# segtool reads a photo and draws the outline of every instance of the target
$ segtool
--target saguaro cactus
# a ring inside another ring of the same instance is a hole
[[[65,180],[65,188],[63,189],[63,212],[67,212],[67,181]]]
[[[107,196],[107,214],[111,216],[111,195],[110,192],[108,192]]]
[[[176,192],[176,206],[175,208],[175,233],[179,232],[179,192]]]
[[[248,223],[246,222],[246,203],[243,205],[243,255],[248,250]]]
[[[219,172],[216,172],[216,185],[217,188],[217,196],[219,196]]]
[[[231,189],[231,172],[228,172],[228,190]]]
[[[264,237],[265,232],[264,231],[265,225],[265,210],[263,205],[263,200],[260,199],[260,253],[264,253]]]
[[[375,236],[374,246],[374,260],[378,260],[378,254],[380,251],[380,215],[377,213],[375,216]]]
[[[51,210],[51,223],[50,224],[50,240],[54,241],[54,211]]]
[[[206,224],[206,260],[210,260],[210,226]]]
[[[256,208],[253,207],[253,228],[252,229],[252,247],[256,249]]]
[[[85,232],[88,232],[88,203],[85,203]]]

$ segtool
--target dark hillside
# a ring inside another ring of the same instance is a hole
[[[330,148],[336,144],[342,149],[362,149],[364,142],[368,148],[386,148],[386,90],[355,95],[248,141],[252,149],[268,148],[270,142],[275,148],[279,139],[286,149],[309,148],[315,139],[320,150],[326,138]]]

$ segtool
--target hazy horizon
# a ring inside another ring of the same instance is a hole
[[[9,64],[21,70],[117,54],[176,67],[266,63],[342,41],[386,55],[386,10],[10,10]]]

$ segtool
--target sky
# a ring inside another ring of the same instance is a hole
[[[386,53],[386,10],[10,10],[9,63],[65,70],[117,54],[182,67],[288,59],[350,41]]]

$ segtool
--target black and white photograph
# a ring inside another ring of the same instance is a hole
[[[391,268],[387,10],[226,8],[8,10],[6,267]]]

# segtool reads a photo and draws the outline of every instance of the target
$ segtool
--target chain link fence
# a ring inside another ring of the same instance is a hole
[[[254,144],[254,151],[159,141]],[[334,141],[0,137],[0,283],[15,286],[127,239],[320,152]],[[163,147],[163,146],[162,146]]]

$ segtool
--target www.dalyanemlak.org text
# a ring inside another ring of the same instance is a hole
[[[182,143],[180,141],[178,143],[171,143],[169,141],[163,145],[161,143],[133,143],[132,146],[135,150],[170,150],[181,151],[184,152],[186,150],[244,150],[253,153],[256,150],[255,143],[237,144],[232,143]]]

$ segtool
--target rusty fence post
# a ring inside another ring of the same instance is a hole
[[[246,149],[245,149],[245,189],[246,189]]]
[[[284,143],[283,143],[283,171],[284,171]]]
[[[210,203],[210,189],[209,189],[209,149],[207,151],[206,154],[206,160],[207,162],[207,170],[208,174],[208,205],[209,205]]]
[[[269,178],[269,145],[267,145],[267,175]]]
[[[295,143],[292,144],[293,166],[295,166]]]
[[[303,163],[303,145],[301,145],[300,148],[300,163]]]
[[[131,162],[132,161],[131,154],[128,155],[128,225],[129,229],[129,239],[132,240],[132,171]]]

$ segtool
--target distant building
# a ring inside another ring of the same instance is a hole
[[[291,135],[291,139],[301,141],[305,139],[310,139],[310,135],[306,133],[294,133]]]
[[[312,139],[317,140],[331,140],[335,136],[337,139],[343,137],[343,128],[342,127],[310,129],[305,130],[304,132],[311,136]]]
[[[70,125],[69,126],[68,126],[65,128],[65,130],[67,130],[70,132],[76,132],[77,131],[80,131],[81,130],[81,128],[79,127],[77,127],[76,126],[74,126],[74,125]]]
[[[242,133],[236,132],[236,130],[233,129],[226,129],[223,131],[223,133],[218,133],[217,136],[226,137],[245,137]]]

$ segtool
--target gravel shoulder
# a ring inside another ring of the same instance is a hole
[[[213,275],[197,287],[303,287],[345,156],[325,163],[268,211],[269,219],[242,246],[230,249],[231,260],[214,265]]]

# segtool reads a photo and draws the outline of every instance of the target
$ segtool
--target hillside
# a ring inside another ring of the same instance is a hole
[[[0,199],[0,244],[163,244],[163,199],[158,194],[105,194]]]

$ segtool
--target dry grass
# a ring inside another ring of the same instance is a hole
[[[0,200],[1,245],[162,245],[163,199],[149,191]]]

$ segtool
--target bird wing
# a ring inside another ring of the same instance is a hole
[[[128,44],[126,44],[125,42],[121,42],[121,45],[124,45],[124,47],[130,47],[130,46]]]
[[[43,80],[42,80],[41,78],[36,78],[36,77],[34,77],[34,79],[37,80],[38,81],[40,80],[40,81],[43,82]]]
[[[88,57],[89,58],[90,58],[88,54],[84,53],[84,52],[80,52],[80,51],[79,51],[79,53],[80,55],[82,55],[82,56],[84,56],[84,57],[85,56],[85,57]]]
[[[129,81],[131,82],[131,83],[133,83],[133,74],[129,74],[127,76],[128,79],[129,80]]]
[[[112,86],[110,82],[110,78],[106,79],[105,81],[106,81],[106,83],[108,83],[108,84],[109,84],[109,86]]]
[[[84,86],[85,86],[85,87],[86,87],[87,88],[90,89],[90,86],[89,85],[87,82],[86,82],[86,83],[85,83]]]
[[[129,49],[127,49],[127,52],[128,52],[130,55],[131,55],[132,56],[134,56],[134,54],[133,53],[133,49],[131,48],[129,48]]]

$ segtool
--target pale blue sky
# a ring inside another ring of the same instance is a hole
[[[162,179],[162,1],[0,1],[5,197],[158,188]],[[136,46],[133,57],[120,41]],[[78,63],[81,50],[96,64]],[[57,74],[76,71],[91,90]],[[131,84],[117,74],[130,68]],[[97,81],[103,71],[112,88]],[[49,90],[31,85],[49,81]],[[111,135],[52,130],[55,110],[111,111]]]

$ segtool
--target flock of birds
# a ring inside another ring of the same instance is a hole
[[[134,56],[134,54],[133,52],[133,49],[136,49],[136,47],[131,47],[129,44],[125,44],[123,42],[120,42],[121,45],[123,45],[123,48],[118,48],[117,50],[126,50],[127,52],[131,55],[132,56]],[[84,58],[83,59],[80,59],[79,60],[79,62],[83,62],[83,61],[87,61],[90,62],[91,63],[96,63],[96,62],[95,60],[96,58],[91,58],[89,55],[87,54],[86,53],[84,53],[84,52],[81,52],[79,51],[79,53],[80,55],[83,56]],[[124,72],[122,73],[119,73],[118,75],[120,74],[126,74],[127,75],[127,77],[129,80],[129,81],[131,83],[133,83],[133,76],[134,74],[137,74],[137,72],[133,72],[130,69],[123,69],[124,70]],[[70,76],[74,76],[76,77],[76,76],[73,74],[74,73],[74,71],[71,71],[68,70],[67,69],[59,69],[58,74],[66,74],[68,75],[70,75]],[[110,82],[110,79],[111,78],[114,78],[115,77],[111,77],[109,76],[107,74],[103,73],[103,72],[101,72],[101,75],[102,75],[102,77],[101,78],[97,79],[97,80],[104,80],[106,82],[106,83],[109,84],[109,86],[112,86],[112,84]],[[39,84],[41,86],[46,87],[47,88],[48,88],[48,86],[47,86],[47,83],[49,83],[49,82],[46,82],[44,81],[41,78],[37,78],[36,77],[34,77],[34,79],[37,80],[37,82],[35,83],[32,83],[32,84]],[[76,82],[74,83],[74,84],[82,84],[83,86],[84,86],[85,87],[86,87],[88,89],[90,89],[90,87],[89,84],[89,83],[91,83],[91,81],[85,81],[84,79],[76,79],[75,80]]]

WHAT TO DO:
Report how many lines in the entries above contain the string "hillside", matching case exactly. Give only the number.

THE REPLY:
2